STATED TASK: Repeat word for word everything in the listing below, from the line containing "Target = rider's head" down to the last line of the listing, with both of those lines included.

Dataset excerpt:
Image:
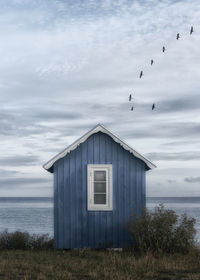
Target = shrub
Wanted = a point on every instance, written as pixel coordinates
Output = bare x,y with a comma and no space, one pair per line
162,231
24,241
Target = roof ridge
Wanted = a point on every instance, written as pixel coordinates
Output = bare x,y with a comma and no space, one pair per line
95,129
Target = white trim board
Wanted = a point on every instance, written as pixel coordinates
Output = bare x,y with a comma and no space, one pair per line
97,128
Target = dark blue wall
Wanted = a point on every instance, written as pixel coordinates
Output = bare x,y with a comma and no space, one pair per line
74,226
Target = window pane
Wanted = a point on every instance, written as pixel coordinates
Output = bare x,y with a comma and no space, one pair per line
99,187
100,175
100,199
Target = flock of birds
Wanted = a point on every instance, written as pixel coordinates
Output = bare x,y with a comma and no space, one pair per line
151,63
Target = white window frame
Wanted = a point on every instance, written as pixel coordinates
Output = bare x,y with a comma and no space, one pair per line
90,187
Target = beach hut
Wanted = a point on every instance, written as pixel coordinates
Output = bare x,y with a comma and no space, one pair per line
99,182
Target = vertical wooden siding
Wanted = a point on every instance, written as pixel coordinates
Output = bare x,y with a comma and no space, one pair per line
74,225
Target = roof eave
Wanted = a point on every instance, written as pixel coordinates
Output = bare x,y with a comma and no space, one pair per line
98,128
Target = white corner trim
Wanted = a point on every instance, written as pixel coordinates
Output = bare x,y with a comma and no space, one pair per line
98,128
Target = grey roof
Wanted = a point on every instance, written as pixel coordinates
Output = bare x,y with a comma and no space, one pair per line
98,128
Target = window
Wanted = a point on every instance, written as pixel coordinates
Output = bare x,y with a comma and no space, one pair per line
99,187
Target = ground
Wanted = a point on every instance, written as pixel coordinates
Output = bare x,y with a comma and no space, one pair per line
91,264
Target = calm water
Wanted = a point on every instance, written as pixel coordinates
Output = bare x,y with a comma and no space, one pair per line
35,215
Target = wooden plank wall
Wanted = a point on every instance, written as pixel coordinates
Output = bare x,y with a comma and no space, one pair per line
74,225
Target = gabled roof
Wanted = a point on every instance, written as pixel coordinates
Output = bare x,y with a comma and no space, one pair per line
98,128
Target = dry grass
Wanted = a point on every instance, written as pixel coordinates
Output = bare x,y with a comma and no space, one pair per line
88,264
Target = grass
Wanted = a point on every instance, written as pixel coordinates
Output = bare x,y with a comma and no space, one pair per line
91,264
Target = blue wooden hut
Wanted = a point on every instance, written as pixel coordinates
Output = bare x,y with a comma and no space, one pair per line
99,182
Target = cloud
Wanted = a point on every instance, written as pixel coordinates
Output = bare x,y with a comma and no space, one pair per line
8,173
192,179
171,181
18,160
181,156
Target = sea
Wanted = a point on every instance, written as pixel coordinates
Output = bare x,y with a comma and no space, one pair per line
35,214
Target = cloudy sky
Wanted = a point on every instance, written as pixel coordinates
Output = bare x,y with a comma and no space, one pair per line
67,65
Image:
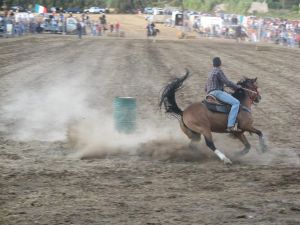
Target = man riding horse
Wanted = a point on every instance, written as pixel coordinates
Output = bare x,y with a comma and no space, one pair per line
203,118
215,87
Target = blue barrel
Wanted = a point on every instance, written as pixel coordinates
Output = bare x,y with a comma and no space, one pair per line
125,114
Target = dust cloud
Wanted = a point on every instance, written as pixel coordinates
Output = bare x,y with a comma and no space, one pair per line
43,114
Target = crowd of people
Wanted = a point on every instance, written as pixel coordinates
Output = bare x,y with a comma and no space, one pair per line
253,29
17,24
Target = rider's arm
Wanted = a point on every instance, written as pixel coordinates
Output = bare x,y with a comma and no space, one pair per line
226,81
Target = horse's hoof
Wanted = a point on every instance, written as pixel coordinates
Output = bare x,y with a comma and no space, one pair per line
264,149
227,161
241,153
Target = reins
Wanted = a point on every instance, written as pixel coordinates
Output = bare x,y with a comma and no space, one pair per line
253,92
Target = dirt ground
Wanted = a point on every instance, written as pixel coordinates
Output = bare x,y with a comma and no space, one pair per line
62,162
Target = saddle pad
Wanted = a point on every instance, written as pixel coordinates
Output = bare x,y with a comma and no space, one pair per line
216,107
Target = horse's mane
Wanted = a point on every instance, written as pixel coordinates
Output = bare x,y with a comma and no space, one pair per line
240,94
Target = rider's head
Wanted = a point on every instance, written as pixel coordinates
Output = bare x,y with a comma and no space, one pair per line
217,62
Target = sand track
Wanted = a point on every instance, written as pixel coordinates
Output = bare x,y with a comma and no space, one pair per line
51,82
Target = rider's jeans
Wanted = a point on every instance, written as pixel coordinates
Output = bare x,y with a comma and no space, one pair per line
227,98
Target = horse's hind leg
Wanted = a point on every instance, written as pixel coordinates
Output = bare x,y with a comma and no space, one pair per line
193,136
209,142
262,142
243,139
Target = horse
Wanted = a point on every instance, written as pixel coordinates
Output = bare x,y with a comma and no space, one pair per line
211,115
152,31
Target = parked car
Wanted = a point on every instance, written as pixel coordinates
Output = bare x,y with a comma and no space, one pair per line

RESULT OF THE EXERCISE:
Target = rider's head
Wanted = a point on every instance, written as pixel coordinates
Output = bare x,y with a comma and no space, one pair per line
217,62
Target = sand track
Wanted = a point on every instance, written as pixel coordinates
Output = bare x,y with a comma and no space, one pair per line
51,82
Target = rider's jeans
Wanted = a point on every instance, written as pixel coordinates
Output = bare x,y with a comma and no space, one pair per line
227,98
Target = horse's hind leg
Wanted = a point on every instance, written as pixel coordinates
Output = bare x,y with a comma and no space, one pair per line
193,136
209,142
262,142
243,139
Target = horse
Wanted = a point on every instance, written as pixel coordinates
Output = bare x,y with a comma and no space, one pair per line
211,115
152,31
Target = parked car
Wanted = a point on every instance, written as pixel coordinates
Output = bare x,y with a comma and no space, one pair per line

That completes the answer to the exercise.